*** Given text ***

Two years earlier, she had shown up in Charlottesville shortly before her six-month American visa was to expire. Jack and Anna were married at the Albemarle County Courthouse on December 23, 1968 in a civil ceremony performed by Charlottesville police sergeant Raymond Pace.

Soon the longtime bachelor's living quarters, a small Italianate house on University Circle, began to deteriorate. Many stories and articles in local media detail the numbers of animals and shocking conditions inside and outside the house. In The File on the Czar, Anthony Summers and Tom Mangold write about a 1974 visit:

"The street is the epitome of American suburban affluence, but one house stands out. The garden is wild and untended, high grass spreads across the path, and creeper bars the way to the front door, in a way that suggests visitors are few and rarely welcome."

They authors find Dr. John Manahan. "He is in his fifties, crew cut, and paunch– a conventional American male who has let the conventions slip a little. The suit is baggy," they write, "the tie egg-stained.

"He says he has spent the day cleaning for our arrival, but the living room is still an extraordinary muddle. In the center, incongruously, is a huge tree stump; on the walls old pictures recalling the glories of imperial Russia contend in cramped space with bric-a-brac and childish daublings; over everything hangs the pervasive smell of cats. The balcony, which should be a pleasant place to contemplate the view, is piled high with a mountain of potatoes which have overwhelmed their container– a large plastic bath.

"All this," says Manahan, "is how Anastasia chooses to live."

Although he's rich, and although this is America, the potatoes remain because his wife feared being hungry in the winter. The stump recalls her time in the Black Forest, and the cats– well, the cats are there simply because "Anastasia's life is centered on her cats."

(Oddly, the Manahan family motto is Felis Demulcta Mitis: "The stroked cat is gentle.")

In a 1990 C-ville Review article, Overton McGehee (writing under a pseudonym) relates that Anastasia believed human souls were reincarnated in animals when they died, and animal souls were reincarnated in humans.

"When the cats were sick, Jack had to sneak them out in the middle of the night to take them to the vet," McGehee reported. "The explanation was quite simple. The cats were Anastasia's reincarnated friends. Obviously, you don't take Russian nobility to the veterinarian, even a Charlottesville veterinarian."

*** End of Given text ***
*** Source material ***

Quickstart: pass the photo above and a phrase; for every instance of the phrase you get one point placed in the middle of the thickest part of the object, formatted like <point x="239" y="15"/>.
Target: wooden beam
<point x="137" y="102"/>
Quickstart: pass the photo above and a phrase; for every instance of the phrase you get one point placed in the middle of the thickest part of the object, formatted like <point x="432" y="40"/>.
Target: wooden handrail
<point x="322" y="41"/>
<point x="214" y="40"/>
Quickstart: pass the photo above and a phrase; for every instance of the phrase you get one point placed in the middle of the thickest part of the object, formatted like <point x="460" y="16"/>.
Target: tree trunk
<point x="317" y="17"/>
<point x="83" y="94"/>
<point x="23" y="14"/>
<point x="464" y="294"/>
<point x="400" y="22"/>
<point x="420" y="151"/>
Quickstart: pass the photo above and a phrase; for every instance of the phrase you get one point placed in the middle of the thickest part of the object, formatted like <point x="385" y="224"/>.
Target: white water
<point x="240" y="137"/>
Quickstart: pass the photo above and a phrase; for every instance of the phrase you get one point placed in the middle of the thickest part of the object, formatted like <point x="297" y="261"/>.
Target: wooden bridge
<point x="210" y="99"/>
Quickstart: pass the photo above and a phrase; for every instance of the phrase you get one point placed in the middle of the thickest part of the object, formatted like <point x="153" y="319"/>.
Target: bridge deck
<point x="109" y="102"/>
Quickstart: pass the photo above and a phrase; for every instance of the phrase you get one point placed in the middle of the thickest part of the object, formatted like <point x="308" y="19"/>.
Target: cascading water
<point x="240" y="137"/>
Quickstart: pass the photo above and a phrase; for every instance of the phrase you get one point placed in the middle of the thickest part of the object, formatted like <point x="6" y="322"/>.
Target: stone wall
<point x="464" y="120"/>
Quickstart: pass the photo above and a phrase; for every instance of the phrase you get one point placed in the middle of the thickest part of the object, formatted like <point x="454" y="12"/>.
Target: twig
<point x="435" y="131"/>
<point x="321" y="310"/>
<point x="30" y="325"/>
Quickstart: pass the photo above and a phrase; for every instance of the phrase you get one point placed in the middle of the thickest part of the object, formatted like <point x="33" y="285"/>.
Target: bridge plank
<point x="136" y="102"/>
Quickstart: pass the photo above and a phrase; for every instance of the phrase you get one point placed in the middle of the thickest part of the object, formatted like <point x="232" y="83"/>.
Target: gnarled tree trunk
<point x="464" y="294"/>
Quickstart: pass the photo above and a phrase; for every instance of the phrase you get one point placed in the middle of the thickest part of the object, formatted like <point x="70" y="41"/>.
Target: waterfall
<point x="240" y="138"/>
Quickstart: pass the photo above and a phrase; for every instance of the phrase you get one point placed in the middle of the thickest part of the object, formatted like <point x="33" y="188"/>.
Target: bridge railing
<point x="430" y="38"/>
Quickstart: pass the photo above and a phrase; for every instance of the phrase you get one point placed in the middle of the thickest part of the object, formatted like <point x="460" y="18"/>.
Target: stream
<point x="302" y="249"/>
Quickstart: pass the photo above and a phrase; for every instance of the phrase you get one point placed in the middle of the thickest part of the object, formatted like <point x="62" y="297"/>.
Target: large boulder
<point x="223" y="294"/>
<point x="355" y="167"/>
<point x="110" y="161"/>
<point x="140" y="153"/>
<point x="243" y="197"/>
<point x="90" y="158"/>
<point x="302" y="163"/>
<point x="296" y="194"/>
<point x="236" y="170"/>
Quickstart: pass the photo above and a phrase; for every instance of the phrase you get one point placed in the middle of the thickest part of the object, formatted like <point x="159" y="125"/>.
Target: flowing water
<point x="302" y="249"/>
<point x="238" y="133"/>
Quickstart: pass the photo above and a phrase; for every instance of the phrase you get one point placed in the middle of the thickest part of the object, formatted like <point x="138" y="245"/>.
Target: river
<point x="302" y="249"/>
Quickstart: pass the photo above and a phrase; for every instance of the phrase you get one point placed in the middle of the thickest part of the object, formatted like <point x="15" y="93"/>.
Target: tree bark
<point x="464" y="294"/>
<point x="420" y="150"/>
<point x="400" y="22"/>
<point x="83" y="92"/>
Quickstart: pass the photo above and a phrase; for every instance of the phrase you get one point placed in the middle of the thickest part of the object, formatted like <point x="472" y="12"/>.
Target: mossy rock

*** End of Source material ***

> Tasks to perform
(a) Answer these questions from the passage about Jack and Anna Manahan, one line each:
(i) Where were Jack and Anna married, and on what date?
(ii) What is piled high on the balcony?
(iii) In what year did Overton McGehee's C-ville Review article appear?
(b) For each statement, say whether it agrees with the passage about Jack and Anna Manahan, and quote the words of the passage that decide it:
(i) A judge performed the couple's civil ceremony.
(ii) The Manahan family motto translates as "The stroked cat is gentle."
(iii) Overton McGehee published his C-ville Review article under his own name.
(c) Carry the passage about Jack and Anna Manahan's household forward, starting after its final sentence.

> Answers to the exercise
(a)
(i) At the Albemarle County Courthouse, on December 23, 1968.
(ii) A mountain of potatoes.
(iii) 1990.

(b)
(i) No: "performed by Charlottesville police sergeant Raymond Pace"
(ii) Yes: "Felis Demulcta Mitis: "The stroked cat is gentle.""
(iii) No: "(writing under a pseudonym)"

(c)
McGehee's article also mentions the stump. He said his uncle told him about the night Jack and Anastasia stopped to chat, and his uncle asked Jack why there was a tree stump on the station wagon roof. Jack explained that they needed to take it to the dump. McGehee's uncle offered to tie it down, but Jack declined the offer. Then he drove off slowly, careful not to tax the wagon beyond its physical endurance.

Was it the same stump? During competency hearings for Anna in 1983, the Daily Progress reported, Jack testified that Anna did not like strangers and believed that artificially heated houses spread germs and disease. A more logical explanation about the stump was supplied by a neighbor when the furnace in the house was broken.

Even though Jack was well off on paper, he didn't seem to have much cash. So he would drag pieces of wood-- from limbs to whole trees-- into the house and feed them into the fireplace.

But wood wasn't all that was burned there. The neighbor-- like a young man who testified at a later trial-- reported that if one of the 20-plus cats died, Anastasia cremated it in the fireplace. Evidently that was okay since its soul had departed.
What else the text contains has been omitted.